• **Objectives**
[a] From the oil excerpt, list each country that has a daily oil consumption figure per 1,000 people, along with that figure.
[b] Answer the following from the oil excerpt.
(i) How many people does it give as the world's population?
(ii) By how much did United States oil production increase last year?
(iii) What decline in crude stockpiles for the week ended July 5 did the analysts polled by Platts expect?

• **Selected excerpt**

________________________________________

Also they can supply the growing markets in Asia with less shipping cost than the US can, at least until they build a new wider Panama Canal that can pass the huge tankers which are now the most economical for shipping oil and LNG. That may never happen and is at least four decades away before it is operational.

http://seekingalpha.com/article/1540402-why-oil-is-100-per-barrel-despite-booming-american-oil-production?source=email_macro_view&ifp=0 said:
... of the 7.2 billion people in the world. {US's 320 million is less than 5%} It is the billions of people in China, India, Brazil and Africa who are every day fighting to have a higher standard of living that are significantly increasing their oil consumption.

According to the CIA World Factbook, for every 1,000 people in the United States 61 barrels of oil are consumed every day. In China, that number is 7 barrels of oil. In India it is 3 barrels of oil. Those two countries have a combined 2.5 billion people and could double, triple, even quadruple their oil consumption per capita and still not come close to what each person in the United States uses.

The key point from this demand growth is that every year the world needs to add almost one million barrels per day of oil production just to keep up with demand growth from these emerging countries. Last year United States oil production did the unthinkable and increased by one million barrels per day. That incredible accomplishment was entirely wiped out by demand growth elsewhere in the world.
I.e. oil prices will rise, but so will productivity per unit of energy input as it long has been doing, so the burden of energy cost on the economy will probably continue to decrease as it has for decades. As Fraggle correctly points out whenever he can, the huge waste of energy moving bodies to a common work place can still be greatly reduced. Jim Rogers has suggested, and I think there is considerable merit in the idea, that government legislation from DC should cease to exist.* I.e. Congress people remain in their home districts, both so that the people they represent can speak with them and more importantly to make the lobbyist need to go to 455 different locations to give out bribes, etc. instead of only to "Capital Hill" in DC.

* The administrative head quarters would remain in DC, President in the White House, etc. but most already have more local branches.
 
Some more breaking news on the current oil spike:

http://www.marketwatch.com/story/oil-prices-top-104-on-sharp-inventory-decline-2013-07-09

Oil surges past $105 as U.S. supplies drop

SAN FRANCISCO (MarketWatch) — Oil futures surged past $105 a barrel on Wednesday after data showed that weekly U.S. supplies dropped by more than twice the amount analysts expected.

Crude oil for August delivery CLQ3 +2.74% jumped $2.31, or 2.2% to $105.84 a barrel on the New York Mercantile Exchange.

Oil hasn’t closed at levels this high since early May 2012.

August Brent oil UK:LCOQ3 +0.48% also rose 66 cents, or 0.6%, to $108.47 a barrel on ICE Futures — levels not seen since April of this year.

Nymex crude futures were trading at just above $105 right before the U.S. Energy Information Administration reported a 9.9 million-barrel decline in crude stockpiles for the week ended July 5. Analysts polled by Platts were looking for a 3.8 million-barrel decline.

The latest decline follows the more than 10 million-barrel drop the EIA reported for the week ended June 28.

The American Petroleum Institute late Tuesday had reported a 9 million-barrel drop for last week.

WTI is currently trading around $106.60 and Brent is trading around $108.40.

________________________________________

• **Records shown**

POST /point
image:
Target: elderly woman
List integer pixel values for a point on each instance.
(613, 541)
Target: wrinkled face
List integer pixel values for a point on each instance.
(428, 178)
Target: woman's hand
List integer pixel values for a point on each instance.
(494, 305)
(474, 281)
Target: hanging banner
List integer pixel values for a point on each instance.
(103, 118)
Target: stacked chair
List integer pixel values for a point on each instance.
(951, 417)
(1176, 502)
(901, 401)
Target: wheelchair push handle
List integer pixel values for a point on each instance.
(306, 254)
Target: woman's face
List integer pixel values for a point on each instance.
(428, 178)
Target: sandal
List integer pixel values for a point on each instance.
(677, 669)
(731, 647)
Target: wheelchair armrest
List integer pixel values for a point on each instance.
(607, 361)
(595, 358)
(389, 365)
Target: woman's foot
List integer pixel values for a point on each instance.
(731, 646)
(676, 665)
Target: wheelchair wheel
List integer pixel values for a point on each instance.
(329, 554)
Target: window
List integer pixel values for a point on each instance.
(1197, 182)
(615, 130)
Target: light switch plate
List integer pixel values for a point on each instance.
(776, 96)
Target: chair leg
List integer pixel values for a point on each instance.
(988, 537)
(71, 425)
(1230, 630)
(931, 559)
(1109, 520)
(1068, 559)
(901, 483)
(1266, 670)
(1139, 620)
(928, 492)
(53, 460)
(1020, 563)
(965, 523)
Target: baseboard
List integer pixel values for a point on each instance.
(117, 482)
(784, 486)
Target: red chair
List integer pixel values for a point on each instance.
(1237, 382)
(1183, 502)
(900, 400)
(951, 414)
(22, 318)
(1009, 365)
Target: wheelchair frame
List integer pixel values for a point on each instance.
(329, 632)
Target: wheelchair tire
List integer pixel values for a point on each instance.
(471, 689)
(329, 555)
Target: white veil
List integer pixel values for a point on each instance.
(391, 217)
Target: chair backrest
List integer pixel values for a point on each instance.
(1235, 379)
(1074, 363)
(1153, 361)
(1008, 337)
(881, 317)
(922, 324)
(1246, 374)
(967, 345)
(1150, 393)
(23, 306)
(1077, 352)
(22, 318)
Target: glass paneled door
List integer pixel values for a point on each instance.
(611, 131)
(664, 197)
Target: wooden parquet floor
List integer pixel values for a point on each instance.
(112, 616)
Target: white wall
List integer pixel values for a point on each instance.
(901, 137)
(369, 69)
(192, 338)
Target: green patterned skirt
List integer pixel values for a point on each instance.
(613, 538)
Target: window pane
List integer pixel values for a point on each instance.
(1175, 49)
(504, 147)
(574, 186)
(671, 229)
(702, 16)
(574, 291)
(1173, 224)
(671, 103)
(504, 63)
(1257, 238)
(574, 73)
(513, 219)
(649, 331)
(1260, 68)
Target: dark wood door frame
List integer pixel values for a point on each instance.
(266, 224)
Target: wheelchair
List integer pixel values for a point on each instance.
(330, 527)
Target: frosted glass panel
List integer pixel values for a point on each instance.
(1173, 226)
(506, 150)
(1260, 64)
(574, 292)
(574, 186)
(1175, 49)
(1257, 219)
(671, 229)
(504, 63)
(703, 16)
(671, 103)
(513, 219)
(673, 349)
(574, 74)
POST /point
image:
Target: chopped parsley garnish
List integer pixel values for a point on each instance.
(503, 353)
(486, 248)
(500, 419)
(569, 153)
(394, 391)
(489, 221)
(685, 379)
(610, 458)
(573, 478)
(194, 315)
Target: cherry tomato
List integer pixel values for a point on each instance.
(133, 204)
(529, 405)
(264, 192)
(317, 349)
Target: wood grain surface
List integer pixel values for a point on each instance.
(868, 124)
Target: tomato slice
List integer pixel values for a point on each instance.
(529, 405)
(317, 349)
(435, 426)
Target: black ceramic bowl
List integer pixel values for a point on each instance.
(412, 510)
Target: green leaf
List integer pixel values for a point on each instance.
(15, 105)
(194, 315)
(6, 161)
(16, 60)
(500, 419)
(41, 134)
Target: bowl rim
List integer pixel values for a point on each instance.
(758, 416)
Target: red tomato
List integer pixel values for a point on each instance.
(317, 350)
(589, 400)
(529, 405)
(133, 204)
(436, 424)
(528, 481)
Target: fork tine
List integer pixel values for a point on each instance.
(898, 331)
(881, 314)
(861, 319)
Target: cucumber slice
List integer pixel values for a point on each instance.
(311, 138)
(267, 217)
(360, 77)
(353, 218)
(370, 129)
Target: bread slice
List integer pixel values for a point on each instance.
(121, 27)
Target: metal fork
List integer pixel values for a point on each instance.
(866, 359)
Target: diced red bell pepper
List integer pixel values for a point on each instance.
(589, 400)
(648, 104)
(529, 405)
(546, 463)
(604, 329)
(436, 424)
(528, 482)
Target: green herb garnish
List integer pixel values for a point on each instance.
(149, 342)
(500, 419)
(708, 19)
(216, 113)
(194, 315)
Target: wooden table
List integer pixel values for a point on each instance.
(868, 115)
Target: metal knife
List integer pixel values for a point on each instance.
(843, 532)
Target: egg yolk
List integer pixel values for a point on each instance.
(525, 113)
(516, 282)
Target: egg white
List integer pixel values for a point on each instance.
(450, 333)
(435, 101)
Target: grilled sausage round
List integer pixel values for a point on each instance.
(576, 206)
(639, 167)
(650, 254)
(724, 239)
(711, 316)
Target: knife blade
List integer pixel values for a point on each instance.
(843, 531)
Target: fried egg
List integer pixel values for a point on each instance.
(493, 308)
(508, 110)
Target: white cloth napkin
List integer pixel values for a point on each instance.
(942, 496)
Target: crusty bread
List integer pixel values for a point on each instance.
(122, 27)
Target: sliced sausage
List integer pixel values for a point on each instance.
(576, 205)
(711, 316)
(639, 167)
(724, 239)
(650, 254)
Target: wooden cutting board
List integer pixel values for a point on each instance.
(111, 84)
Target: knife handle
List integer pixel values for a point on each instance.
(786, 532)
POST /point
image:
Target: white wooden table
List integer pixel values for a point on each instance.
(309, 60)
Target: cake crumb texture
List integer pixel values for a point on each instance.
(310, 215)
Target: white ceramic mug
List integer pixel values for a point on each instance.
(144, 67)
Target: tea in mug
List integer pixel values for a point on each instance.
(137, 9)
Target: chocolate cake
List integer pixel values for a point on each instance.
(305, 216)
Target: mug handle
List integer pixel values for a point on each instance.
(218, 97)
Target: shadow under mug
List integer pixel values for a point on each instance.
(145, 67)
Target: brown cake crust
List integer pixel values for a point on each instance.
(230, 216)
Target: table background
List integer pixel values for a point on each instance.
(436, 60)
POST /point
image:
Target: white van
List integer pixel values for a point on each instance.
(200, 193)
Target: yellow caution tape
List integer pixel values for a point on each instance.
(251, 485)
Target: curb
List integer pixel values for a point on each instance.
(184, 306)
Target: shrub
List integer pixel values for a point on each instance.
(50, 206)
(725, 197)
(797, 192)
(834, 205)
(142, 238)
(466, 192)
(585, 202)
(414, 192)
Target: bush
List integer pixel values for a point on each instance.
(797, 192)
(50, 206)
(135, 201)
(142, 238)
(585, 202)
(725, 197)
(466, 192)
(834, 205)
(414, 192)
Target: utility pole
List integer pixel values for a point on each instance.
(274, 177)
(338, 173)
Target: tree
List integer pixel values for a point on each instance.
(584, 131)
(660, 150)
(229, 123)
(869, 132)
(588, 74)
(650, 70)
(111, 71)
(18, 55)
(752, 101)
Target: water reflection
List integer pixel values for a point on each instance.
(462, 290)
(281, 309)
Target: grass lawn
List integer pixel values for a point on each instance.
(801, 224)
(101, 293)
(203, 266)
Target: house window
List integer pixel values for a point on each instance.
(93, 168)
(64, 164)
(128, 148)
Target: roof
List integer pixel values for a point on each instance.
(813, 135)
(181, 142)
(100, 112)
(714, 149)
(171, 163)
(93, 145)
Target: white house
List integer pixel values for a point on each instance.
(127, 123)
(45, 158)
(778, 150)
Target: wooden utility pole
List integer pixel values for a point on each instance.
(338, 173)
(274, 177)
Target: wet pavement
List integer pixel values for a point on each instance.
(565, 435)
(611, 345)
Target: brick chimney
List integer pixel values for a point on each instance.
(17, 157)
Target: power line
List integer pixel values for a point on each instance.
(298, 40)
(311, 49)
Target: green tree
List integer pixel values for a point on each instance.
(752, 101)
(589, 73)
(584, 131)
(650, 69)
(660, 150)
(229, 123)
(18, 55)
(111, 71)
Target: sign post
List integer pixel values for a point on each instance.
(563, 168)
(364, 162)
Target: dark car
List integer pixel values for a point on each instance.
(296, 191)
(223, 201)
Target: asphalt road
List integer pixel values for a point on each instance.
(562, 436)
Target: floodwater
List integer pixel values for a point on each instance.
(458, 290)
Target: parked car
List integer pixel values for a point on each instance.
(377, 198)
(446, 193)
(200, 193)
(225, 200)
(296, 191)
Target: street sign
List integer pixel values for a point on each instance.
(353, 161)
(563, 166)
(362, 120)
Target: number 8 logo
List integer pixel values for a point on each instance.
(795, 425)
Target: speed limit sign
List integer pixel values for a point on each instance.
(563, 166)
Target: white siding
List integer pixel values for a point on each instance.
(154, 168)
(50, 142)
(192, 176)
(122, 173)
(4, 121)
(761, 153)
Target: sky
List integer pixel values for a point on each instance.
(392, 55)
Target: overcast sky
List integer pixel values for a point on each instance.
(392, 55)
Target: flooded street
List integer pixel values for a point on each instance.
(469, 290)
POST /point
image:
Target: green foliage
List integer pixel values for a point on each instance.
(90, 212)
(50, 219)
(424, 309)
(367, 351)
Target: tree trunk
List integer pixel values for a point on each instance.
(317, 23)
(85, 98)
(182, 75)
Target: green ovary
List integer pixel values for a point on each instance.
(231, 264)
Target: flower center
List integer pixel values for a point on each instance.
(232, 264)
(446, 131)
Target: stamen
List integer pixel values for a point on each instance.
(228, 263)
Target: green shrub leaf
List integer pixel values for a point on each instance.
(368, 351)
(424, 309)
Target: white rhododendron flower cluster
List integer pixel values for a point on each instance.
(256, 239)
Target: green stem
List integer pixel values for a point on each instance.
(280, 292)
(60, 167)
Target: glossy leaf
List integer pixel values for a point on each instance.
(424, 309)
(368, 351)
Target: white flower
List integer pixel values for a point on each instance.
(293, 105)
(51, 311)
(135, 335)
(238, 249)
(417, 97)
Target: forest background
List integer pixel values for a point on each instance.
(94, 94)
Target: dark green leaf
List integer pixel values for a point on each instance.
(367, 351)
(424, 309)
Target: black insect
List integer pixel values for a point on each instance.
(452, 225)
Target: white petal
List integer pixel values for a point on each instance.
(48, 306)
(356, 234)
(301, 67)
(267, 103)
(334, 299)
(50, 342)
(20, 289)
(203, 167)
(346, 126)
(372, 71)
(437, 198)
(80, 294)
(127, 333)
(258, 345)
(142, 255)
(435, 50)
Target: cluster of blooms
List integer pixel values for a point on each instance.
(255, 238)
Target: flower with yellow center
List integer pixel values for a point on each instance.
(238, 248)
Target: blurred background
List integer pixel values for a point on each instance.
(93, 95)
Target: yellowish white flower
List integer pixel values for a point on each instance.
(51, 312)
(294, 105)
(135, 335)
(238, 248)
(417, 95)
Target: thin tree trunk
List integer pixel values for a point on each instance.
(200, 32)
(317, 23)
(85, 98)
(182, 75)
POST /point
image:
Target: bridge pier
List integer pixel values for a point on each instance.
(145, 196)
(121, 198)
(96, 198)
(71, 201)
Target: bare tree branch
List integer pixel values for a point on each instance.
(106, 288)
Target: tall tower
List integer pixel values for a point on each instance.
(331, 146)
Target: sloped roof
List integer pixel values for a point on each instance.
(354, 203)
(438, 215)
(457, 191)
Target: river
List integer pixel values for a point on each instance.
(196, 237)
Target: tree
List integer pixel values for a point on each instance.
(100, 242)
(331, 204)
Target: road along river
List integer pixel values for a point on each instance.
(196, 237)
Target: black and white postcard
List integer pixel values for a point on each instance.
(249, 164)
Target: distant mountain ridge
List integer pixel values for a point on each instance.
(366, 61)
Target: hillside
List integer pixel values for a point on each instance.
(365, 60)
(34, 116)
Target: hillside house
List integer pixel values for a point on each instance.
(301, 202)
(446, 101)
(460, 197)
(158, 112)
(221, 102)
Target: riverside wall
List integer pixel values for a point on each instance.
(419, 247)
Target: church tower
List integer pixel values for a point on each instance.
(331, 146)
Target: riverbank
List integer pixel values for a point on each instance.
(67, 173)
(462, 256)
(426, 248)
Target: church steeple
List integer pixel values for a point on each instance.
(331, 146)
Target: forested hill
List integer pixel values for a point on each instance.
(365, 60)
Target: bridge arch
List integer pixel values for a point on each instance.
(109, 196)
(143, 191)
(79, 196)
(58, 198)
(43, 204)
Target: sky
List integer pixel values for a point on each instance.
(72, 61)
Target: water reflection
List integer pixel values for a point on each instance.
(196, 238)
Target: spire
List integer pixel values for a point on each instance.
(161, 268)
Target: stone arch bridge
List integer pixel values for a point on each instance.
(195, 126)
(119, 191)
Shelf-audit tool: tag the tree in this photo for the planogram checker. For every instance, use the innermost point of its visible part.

________________________________________

• **Solved problems**
[a]
United States: 61 barrels per day
China: 7 barrels per day
India: 3 barrels per day

[b]
(i) 7.2 billion
(ii) One million barrels per day
(iii) 3.8 million barrels